── Items

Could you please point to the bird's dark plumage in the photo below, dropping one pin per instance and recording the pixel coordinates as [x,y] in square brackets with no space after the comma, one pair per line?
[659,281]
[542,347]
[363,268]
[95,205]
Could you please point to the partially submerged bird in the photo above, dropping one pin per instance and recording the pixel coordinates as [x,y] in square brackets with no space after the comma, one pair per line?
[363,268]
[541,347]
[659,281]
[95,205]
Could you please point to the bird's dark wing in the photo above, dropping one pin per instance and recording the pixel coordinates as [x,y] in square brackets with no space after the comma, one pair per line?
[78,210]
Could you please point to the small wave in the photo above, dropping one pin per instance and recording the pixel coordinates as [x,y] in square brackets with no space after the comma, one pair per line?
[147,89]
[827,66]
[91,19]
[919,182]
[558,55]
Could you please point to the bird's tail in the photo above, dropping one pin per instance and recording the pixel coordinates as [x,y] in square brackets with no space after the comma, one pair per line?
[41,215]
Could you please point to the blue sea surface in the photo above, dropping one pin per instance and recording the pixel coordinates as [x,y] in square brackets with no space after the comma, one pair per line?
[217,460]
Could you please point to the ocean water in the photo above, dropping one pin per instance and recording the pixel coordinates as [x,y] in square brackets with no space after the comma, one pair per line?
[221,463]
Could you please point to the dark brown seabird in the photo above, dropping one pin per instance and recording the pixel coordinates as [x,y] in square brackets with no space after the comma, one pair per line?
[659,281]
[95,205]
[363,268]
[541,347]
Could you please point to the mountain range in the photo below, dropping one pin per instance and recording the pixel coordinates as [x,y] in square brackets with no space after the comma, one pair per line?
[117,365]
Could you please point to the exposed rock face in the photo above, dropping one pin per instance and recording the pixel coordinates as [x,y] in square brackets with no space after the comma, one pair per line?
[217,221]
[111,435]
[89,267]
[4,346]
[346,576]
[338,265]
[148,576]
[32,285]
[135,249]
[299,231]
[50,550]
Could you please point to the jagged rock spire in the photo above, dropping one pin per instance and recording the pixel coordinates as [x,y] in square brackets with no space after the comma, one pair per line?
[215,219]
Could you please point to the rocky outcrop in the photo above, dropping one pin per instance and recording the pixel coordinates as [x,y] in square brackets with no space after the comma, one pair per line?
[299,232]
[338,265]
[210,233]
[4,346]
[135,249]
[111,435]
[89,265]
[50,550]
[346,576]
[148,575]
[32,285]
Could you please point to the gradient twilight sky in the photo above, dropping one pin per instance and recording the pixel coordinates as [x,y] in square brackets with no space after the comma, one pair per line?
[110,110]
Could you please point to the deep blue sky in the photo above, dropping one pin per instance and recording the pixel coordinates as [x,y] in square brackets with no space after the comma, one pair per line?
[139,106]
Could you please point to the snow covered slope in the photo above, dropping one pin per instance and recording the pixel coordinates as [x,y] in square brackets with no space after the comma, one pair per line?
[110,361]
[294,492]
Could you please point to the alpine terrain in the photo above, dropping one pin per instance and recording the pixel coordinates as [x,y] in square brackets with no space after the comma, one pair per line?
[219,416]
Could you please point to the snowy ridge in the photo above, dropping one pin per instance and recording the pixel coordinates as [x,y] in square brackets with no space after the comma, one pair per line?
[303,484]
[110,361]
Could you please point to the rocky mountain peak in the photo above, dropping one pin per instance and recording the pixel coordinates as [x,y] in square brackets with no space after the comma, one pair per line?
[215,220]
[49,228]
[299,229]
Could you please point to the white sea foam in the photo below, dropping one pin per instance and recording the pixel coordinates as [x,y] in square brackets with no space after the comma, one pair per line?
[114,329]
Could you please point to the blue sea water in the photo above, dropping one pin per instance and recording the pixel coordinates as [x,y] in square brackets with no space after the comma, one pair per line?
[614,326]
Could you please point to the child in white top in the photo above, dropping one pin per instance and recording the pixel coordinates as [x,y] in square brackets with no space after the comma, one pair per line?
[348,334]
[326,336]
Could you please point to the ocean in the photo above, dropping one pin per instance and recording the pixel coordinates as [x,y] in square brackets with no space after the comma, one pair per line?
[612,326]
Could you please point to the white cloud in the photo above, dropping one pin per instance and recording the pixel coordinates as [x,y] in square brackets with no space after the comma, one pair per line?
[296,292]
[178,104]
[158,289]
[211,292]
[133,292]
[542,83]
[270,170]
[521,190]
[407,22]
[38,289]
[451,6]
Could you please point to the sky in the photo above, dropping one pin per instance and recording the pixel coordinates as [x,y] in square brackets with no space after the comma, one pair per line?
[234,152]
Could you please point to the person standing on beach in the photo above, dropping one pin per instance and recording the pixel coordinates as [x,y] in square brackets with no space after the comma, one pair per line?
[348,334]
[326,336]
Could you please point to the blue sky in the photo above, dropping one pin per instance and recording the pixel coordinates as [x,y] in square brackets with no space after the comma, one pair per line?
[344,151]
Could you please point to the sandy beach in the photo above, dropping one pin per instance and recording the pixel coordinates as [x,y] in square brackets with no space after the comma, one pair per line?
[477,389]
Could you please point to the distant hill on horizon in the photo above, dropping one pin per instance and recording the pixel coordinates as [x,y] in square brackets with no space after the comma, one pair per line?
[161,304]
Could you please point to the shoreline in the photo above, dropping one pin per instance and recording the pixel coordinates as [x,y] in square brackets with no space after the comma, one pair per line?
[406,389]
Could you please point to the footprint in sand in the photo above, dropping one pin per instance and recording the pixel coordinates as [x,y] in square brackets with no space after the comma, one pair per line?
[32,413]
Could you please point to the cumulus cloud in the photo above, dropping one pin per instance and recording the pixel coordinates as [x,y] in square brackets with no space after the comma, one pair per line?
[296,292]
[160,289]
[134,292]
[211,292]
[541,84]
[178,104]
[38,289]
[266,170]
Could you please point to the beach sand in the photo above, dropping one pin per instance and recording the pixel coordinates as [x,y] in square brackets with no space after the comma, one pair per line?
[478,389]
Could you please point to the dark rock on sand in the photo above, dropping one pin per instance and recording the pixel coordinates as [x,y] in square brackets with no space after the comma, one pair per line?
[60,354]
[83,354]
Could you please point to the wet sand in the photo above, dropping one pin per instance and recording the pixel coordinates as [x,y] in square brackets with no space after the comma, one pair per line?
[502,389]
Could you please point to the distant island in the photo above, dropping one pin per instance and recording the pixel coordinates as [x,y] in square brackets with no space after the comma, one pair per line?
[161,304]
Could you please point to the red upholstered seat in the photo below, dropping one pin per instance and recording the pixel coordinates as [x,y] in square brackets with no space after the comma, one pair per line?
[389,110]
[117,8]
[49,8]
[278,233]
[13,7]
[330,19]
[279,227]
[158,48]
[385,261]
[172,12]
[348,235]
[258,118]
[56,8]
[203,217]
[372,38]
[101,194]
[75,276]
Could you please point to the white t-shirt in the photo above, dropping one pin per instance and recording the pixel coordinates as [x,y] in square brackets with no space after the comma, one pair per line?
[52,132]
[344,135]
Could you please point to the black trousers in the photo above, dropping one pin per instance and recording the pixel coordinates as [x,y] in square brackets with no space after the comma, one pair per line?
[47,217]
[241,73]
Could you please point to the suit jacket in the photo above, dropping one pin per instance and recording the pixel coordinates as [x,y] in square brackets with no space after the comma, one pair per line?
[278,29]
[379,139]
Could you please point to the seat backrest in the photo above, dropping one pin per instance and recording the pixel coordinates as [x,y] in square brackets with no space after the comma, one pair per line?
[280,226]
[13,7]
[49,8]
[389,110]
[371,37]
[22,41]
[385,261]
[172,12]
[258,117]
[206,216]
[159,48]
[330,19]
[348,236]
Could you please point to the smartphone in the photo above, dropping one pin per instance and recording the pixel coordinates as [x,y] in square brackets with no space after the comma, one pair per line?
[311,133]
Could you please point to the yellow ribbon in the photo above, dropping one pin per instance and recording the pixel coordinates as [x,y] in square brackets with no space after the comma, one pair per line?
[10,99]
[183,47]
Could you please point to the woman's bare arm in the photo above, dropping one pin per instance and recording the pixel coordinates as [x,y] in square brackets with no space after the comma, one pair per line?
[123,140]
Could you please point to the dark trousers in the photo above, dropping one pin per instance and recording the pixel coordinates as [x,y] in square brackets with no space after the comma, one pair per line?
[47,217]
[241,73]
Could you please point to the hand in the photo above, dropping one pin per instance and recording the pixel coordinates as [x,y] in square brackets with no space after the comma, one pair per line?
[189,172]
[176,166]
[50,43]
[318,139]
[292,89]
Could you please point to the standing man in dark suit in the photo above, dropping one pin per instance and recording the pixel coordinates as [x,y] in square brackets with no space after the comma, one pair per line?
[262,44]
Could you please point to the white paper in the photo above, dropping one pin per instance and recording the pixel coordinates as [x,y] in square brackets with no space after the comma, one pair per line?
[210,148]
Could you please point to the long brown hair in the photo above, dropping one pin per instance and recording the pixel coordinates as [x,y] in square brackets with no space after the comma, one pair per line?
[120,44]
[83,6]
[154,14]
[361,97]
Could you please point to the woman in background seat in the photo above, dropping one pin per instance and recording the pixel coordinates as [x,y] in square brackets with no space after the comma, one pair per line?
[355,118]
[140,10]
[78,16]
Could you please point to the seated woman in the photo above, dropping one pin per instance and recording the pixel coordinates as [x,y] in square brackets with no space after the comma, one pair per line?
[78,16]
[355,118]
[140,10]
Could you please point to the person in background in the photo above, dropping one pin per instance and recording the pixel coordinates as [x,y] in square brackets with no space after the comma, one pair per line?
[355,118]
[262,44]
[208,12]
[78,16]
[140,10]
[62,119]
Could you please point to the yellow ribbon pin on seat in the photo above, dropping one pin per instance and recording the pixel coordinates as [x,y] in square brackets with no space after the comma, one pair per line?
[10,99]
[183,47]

────

Copy out the lines starting at the one containing "Could you please point to the standing" and ending with the last line of the entries. Include nothing else.

→ Exercise output:
Could you please point to the standing man in dark suit in the photo above, dropping one pin per instance and recording the pixel coordinates as [x,y] in square brackets with no space after the comma, one pair per line?
[262,44]
Could you please point to the white paper in the photo above, dropping one pin per instance and recording the pixel coordinates as [x,y] in square brackets with no space after the comma, one pair per line?
[210,148]
Could you please point to the long brown hair in the photo above, dropping one pin per instance and recording the pixel coordinates as [x,y] in square brackets with no space after the comma, one pair per line?
[120,44]
[83,6]
[154,14]
[361,97]
Could you please point to the woman in background seat in the photo above, dropping one pin per instance and recording the pixel coordinates as [x,y] in square brackets with no space after the comma, one pair per line?
[355,118]
[140,10]
[78,16]
Could you please point to the seated woman in the photo above, dropping one pin per instance and recording the pixel coordinates as [x,y] in square brackets with no space after the comma, one pair per line?
[78,16]
[355,118]
[140,10]
Could you please point to the person in background in the photo above, dropping one pin per instance and recording the pixel coordinates as [x,y] in square brackets with no space after the comma, one pair per line?
[355,118]
[262,44]
[208,12]
[78,16]
[140,10]
[62,119]
Could you please point to the yellow ribbon pin on seat in the photo above, dropping one pin per instance and recording the pixel coordinates as [x,y] in square brackets with no space after the comma, one pair per line?
[10,99]
[183,47]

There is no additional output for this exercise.